* _What you have to do_
Count the lines in the records below that contain the word "side". Reply with the number alone.

Stored dataset items:
-- Start --

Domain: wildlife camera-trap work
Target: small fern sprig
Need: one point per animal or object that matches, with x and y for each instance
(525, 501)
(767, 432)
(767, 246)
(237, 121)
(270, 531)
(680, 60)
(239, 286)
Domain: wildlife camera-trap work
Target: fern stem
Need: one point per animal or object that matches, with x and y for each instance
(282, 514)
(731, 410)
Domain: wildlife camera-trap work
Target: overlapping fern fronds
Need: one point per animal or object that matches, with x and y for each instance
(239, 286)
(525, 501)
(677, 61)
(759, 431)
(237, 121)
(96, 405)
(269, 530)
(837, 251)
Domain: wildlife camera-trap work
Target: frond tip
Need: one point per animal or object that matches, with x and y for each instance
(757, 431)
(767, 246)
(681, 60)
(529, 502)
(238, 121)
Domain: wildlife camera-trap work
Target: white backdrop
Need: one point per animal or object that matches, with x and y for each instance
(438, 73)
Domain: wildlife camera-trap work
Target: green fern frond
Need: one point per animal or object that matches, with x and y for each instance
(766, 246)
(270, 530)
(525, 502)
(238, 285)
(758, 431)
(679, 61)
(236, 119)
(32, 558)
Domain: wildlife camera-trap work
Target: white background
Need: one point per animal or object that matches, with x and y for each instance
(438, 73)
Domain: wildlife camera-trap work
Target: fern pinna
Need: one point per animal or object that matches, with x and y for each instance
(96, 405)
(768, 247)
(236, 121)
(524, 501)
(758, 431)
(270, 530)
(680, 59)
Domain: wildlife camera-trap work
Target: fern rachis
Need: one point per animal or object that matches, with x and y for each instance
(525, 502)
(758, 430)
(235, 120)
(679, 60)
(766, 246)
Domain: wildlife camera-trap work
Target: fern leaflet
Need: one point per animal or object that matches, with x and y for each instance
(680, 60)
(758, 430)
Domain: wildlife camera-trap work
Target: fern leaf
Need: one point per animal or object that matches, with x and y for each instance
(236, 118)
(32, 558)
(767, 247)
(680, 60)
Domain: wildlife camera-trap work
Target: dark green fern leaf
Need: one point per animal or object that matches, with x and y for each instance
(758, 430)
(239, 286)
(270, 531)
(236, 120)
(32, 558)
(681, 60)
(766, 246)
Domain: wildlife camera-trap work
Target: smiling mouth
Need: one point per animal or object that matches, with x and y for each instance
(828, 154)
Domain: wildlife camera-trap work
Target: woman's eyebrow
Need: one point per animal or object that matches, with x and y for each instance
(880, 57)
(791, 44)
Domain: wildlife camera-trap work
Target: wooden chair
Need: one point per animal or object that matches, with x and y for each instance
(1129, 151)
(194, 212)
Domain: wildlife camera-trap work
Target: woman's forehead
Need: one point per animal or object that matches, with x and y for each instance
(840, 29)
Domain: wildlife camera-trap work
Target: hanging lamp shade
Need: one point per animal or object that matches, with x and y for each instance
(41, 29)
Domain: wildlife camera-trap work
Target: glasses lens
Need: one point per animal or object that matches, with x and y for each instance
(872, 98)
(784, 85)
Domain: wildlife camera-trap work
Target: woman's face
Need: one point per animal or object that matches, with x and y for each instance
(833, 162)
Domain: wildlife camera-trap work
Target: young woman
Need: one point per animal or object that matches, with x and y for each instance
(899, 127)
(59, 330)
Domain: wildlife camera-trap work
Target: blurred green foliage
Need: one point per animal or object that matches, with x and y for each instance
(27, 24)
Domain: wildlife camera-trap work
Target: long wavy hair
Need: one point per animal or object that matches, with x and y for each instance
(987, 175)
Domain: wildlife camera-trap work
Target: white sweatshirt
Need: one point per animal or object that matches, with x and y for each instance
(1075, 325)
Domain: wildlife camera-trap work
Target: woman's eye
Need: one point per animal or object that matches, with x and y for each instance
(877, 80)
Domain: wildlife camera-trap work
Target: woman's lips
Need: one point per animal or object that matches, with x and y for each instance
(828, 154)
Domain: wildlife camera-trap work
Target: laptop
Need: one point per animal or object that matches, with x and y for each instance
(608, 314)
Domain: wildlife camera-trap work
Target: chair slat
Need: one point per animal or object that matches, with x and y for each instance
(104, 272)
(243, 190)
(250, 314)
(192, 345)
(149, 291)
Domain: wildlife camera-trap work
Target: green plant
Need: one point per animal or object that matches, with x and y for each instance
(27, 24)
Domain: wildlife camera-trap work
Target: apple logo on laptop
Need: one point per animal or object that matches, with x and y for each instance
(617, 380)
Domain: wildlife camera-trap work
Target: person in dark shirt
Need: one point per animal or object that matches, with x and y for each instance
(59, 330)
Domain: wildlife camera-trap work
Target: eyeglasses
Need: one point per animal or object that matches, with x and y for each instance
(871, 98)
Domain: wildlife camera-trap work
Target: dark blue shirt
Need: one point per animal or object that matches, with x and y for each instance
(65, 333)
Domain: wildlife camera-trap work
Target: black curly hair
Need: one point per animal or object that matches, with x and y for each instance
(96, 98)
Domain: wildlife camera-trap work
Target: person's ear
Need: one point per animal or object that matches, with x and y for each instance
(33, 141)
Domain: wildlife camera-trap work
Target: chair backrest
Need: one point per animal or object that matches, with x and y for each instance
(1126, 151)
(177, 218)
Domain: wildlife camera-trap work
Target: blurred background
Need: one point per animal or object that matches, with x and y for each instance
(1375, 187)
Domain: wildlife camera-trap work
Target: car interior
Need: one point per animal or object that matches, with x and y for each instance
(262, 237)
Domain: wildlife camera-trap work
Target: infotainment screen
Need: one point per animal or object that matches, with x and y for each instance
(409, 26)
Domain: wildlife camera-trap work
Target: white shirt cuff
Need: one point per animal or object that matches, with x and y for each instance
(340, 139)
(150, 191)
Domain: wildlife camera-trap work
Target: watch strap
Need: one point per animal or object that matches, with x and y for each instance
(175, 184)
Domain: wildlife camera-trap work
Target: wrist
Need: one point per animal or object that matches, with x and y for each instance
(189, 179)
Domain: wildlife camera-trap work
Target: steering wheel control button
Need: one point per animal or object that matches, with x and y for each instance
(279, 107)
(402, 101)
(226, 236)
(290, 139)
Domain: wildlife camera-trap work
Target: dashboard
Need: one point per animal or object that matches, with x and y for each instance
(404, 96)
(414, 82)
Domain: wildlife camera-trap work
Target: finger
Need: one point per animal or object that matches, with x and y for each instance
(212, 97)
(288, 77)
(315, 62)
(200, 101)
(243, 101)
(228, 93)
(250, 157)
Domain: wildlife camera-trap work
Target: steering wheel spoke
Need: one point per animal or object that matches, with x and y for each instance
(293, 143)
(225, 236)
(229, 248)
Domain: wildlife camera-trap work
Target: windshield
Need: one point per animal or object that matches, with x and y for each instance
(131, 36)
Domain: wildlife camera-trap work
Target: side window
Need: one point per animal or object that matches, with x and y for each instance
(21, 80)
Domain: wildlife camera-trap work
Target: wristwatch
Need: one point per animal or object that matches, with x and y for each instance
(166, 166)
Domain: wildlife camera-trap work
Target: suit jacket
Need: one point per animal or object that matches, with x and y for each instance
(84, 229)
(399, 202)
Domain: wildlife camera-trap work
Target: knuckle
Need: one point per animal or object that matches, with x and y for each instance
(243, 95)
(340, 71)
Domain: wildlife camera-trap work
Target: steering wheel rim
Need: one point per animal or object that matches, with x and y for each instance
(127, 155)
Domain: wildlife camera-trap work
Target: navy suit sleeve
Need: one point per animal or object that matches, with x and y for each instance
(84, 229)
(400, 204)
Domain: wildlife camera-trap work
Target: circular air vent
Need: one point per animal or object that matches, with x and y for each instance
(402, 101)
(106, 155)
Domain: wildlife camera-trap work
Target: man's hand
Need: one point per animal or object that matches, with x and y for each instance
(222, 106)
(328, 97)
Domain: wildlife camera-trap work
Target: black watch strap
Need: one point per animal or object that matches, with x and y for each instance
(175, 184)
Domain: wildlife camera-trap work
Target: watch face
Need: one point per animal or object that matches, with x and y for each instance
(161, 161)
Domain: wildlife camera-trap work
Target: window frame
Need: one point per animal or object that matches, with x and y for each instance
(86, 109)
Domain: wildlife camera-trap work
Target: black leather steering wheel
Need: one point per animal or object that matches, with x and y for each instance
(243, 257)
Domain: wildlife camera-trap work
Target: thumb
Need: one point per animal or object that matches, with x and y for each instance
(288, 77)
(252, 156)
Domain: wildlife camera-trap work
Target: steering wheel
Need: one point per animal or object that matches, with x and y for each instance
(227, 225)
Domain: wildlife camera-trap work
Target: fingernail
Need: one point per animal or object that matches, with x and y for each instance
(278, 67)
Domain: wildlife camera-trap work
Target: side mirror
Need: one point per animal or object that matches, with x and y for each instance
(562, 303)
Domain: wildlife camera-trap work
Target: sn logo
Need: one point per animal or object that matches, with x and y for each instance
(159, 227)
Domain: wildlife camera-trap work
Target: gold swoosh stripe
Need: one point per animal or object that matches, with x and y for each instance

-- End --

* _Completed task_
2